(Source data)
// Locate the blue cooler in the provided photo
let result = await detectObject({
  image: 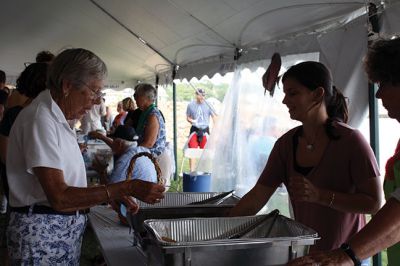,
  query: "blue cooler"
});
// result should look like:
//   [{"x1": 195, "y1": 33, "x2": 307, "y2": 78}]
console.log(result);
[{"x1": 183, "y1": 172, "x2": 211, "y2": 192}]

**Try it:**
Each line of the data that holds the word "cooler" should be copied.

**Your response:**
// Locate the blue cooler in the provided photo
  query: "blue cooler"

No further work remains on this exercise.